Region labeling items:
┄┄┄┄┄┄
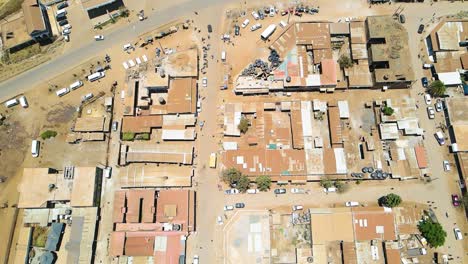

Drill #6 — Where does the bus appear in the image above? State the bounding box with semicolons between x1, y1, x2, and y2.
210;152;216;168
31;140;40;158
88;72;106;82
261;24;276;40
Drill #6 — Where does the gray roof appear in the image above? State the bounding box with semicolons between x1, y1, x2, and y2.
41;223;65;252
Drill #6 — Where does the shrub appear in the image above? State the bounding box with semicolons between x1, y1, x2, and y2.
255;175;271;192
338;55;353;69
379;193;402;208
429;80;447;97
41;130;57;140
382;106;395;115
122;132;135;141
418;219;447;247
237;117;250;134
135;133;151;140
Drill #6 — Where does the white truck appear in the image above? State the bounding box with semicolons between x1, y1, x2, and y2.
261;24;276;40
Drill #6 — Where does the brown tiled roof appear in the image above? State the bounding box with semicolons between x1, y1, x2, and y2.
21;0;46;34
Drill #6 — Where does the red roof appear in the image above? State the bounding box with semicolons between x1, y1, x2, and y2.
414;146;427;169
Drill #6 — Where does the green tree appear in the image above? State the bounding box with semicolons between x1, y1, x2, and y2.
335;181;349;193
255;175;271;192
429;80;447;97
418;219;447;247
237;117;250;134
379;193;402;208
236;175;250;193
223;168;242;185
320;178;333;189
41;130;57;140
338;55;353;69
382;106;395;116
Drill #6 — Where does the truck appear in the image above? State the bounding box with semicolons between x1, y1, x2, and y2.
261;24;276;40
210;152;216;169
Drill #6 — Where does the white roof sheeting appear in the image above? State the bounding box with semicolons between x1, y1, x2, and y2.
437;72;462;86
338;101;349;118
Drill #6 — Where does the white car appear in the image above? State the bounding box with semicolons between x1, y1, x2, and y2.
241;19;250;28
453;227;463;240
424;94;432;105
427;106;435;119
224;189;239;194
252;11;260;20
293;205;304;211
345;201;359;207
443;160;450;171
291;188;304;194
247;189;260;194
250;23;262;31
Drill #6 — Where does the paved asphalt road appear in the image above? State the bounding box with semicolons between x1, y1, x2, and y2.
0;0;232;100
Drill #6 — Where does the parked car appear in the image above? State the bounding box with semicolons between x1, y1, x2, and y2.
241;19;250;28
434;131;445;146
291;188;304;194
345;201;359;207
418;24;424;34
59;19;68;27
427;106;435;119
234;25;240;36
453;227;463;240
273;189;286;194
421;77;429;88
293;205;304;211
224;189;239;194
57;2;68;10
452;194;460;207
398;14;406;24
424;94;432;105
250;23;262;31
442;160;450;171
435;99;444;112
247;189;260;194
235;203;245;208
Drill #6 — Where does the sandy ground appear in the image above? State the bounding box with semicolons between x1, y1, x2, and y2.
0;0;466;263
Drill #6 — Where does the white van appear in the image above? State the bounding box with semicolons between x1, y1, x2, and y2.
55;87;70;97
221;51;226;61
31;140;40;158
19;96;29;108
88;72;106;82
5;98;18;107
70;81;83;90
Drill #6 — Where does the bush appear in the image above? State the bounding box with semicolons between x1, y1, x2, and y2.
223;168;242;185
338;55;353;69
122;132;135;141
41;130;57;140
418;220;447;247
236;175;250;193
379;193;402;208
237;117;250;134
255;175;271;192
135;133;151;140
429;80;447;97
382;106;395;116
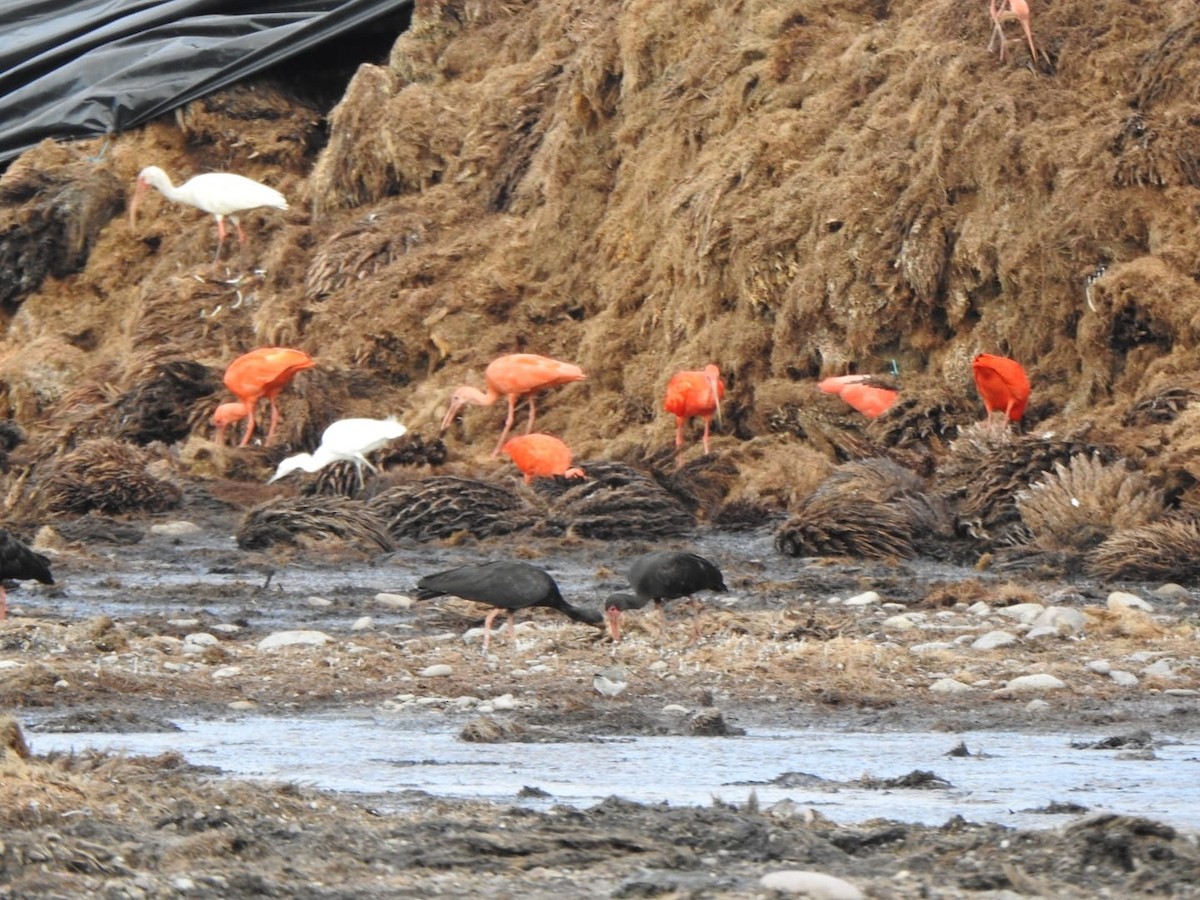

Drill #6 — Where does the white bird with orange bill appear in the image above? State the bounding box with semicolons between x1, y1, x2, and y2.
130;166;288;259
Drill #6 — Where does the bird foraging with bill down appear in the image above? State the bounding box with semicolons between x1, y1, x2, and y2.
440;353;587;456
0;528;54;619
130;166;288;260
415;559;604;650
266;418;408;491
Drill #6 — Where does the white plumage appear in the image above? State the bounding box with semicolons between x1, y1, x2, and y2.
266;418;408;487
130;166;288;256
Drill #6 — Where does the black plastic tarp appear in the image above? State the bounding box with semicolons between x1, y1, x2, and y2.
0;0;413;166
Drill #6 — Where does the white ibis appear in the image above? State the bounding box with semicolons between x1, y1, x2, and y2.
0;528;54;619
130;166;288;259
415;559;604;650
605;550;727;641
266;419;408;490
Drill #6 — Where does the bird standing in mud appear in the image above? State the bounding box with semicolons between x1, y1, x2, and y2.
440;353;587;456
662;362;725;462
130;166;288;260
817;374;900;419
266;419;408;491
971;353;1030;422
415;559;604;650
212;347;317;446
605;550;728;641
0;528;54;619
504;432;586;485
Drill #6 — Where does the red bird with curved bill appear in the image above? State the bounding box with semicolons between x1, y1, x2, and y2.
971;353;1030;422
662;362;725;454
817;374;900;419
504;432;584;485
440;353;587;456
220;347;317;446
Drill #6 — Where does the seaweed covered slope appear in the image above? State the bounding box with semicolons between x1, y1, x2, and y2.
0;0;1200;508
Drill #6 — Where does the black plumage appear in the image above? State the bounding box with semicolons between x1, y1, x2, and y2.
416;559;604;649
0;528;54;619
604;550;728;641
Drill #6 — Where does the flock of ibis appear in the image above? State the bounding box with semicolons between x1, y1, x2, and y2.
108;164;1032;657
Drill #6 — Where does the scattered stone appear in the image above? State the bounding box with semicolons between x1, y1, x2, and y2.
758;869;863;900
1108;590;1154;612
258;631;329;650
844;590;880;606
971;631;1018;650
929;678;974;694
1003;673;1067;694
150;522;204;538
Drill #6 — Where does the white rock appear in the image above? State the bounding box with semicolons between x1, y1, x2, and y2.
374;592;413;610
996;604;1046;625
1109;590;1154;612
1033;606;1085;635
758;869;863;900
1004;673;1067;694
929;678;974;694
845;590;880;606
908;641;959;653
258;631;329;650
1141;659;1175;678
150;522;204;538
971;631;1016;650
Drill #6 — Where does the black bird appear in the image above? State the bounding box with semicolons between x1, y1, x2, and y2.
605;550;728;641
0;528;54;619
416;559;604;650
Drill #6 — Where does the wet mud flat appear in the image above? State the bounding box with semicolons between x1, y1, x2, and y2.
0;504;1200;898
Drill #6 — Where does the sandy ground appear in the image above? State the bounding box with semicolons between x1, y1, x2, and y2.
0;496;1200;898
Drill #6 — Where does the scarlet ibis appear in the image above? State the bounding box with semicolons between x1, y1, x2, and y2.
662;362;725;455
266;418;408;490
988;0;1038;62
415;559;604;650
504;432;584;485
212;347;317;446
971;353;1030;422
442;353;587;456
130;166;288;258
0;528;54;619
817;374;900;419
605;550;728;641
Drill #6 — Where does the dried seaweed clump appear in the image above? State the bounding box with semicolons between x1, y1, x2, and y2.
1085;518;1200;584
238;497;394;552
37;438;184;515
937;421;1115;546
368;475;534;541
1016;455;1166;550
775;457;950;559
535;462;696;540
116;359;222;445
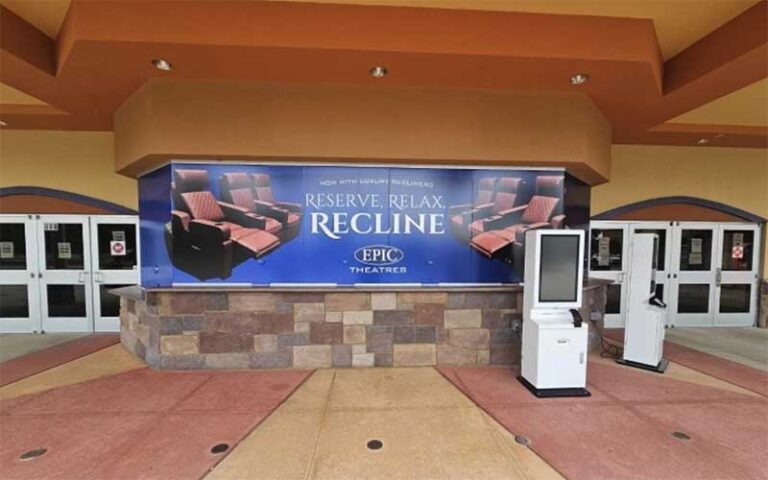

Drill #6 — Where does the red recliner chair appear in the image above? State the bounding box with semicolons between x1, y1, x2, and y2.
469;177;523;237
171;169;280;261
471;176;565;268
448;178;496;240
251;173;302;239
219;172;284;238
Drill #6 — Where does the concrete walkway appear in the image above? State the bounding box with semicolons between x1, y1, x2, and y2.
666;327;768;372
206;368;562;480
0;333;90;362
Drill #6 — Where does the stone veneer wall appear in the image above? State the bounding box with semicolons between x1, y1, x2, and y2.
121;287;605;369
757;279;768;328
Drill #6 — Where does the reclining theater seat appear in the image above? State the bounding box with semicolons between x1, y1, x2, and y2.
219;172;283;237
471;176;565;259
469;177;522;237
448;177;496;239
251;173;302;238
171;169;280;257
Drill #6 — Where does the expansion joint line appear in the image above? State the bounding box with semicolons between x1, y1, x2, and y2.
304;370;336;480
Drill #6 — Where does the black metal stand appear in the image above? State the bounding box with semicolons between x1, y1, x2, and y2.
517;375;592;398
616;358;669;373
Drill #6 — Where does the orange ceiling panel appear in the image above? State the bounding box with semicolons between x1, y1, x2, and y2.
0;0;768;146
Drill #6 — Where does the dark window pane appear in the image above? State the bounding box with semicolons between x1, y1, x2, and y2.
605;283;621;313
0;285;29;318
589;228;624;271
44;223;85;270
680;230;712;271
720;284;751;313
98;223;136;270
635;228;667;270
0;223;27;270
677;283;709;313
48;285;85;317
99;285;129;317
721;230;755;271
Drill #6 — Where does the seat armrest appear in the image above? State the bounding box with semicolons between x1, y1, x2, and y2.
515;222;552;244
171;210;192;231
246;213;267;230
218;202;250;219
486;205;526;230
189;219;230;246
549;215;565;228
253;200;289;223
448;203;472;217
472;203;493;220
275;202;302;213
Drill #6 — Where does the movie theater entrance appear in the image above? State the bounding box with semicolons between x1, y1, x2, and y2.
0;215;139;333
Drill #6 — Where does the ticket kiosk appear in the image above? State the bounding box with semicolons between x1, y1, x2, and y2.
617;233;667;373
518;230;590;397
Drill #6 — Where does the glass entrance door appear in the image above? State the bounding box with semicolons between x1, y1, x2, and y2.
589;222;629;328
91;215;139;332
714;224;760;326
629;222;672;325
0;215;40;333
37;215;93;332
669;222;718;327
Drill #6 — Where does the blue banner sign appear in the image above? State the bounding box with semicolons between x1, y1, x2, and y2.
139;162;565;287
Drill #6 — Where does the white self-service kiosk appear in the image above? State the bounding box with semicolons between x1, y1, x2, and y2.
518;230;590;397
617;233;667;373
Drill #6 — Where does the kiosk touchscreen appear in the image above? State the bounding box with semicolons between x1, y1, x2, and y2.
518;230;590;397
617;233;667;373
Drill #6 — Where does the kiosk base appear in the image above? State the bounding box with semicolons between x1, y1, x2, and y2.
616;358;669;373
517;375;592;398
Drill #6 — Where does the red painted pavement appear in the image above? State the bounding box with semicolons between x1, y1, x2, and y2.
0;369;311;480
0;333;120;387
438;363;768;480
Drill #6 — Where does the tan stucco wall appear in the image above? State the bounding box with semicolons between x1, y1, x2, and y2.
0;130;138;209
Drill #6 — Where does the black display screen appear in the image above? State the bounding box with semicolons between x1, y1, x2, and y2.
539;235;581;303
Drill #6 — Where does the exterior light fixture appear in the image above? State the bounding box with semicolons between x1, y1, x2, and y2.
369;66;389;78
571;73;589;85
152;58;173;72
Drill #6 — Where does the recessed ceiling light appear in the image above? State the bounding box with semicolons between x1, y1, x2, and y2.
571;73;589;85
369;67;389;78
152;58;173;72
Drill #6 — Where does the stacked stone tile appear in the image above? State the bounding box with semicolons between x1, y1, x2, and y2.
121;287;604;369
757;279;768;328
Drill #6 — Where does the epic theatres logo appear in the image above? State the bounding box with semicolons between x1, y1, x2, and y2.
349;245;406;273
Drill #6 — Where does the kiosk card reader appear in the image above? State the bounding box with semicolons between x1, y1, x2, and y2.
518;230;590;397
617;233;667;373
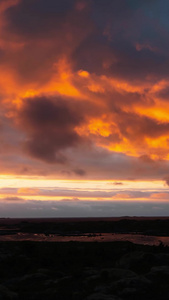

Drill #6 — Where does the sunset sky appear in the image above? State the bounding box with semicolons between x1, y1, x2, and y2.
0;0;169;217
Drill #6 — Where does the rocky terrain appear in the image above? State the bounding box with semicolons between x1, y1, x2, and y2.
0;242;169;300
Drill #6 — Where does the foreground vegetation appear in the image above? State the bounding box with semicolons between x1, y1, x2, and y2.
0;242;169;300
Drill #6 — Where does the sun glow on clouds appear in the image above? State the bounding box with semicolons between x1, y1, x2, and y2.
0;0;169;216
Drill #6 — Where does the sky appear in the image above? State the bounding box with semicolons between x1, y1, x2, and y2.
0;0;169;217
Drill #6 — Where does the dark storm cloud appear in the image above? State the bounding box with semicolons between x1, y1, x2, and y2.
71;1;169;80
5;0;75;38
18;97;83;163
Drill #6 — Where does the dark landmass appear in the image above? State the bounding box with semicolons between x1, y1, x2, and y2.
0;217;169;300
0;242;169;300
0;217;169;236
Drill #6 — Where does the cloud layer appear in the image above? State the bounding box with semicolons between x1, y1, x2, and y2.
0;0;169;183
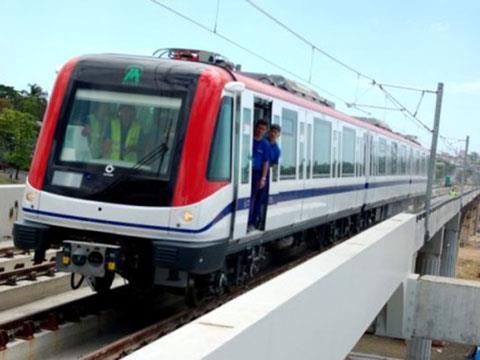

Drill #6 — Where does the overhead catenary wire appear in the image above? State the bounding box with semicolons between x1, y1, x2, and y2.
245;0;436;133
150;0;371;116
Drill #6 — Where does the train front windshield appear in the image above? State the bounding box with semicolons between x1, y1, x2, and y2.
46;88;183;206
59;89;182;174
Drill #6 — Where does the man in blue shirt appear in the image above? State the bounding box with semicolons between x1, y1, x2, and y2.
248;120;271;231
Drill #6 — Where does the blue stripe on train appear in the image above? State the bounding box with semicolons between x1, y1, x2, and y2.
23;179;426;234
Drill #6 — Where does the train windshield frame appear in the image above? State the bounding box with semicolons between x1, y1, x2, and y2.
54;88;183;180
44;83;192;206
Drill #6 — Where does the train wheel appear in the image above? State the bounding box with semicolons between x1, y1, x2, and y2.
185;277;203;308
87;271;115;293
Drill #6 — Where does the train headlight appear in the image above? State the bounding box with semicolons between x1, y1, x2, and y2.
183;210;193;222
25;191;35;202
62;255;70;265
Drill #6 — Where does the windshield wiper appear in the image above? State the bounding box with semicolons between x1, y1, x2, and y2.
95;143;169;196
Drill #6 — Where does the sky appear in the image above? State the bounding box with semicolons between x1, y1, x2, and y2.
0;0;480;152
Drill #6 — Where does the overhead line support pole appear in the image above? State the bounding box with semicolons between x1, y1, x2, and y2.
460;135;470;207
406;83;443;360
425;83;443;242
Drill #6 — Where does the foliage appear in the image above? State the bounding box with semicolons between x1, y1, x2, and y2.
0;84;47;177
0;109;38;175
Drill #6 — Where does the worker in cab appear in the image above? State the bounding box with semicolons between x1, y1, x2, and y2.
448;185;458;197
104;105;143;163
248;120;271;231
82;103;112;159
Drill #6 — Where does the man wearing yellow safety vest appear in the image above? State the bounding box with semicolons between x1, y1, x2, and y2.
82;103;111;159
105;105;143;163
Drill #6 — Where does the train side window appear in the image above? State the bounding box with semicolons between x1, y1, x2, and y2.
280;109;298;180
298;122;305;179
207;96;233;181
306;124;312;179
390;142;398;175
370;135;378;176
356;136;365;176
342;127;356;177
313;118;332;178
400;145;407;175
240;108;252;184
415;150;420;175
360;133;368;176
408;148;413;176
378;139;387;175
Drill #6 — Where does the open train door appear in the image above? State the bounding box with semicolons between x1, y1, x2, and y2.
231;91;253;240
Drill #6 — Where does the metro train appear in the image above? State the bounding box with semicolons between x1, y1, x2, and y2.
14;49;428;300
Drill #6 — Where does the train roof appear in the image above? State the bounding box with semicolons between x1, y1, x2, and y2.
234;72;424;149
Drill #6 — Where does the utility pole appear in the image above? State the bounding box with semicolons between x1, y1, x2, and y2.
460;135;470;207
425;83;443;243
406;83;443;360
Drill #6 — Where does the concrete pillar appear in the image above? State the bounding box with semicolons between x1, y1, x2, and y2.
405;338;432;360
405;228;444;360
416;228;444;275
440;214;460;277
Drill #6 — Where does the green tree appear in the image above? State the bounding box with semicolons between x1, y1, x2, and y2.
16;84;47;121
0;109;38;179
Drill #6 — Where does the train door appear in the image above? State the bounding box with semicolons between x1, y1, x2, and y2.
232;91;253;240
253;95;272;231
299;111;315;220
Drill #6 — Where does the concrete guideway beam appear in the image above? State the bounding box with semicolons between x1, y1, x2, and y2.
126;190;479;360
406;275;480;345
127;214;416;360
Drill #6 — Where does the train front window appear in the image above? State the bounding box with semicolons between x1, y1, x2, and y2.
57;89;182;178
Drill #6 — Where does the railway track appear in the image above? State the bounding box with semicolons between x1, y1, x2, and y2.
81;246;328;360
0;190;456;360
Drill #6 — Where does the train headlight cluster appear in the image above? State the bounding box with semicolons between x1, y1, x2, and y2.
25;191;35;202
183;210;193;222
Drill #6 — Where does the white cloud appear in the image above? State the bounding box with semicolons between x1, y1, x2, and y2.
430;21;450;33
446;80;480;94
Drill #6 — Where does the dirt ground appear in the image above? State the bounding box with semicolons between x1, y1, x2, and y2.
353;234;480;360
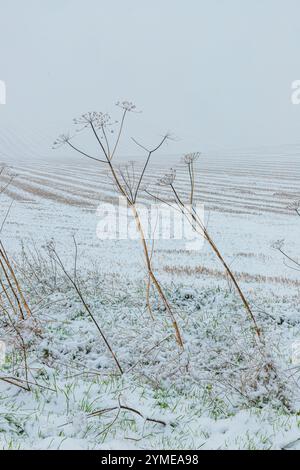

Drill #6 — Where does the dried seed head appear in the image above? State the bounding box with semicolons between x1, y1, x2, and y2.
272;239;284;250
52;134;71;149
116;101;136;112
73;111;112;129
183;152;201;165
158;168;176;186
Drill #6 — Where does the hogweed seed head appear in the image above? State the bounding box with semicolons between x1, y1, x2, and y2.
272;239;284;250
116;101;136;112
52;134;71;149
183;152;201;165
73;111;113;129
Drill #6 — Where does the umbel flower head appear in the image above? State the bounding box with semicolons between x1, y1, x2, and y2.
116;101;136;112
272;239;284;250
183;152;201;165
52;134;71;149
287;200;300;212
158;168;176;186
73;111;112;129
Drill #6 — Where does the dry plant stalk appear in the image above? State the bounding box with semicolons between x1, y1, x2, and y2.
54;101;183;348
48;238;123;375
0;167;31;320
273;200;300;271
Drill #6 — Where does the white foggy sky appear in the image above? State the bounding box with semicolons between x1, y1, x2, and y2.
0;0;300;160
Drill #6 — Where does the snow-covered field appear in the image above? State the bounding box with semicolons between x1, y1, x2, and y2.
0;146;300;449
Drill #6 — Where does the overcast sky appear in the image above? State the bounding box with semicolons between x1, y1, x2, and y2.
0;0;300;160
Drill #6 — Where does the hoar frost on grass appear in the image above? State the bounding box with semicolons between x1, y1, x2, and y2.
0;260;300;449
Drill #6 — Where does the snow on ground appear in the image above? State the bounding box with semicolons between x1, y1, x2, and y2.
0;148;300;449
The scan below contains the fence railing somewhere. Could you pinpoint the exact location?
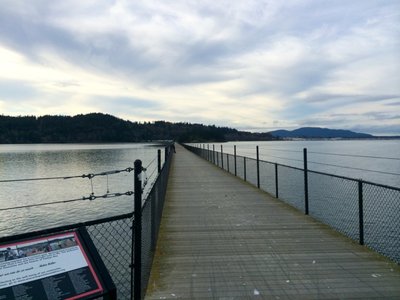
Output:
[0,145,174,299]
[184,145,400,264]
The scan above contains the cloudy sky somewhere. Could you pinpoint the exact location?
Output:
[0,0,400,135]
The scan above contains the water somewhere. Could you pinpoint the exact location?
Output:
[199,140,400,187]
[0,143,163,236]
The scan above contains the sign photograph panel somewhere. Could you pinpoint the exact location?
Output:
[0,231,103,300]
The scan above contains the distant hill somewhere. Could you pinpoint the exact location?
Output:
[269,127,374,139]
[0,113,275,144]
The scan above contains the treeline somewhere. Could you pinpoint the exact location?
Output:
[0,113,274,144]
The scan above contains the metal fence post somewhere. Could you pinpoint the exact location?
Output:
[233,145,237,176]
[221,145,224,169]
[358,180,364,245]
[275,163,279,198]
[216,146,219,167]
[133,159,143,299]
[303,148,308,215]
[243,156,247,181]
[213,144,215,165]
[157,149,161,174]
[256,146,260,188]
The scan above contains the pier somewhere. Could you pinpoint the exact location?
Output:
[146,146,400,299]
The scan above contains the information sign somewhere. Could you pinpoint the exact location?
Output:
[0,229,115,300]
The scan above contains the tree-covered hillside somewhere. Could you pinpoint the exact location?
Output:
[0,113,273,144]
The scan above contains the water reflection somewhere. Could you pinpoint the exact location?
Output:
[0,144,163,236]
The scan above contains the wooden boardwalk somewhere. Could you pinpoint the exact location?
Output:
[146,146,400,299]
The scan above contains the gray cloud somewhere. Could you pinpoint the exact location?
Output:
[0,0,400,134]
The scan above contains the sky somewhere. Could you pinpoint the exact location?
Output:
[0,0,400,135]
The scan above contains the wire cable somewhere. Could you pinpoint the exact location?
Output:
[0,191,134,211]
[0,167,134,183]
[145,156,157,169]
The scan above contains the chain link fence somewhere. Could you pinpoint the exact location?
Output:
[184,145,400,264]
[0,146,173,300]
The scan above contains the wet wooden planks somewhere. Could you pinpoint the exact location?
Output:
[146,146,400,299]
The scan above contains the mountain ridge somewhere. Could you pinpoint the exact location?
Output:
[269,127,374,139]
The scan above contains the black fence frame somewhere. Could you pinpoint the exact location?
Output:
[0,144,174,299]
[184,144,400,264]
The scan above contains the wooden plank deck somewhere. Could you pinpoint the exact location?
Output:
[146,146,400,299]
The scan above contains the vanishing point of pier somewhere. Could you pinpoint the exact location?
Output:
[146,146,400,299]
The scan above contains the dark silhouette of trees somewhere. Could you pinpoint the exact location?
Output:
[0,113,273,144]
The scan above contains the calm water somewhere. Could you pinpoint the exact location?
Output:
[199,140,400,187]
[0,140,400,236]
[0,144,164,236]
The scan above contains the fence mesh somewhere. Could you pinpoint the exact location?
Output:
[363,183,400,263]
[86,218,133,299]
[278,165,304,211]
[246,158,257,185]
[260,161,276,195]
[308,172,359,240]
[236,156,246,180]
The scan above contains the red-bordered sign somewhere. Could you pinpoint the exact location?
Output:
┄┄┄┄┄┄
● The exercise:
Return, character for character, the part of the items that opens with the line containing "Drill #6 — Where does the concrete guideway" and closes with the line containing "57;89;182;178", both lines included.

● Exercise response:
Drill #6 — Where does the concrete guideway beam appear in the image above? State the bounding box with semicolons between x1, y1, x2, and y2.
126;190;479;360
406;275;480;345
127;214;416;360
Drill #6 — Where does the train front window appear in the image above? State the bounding box with semicolons between x1, y1, x2, and y2.
57;89;182;178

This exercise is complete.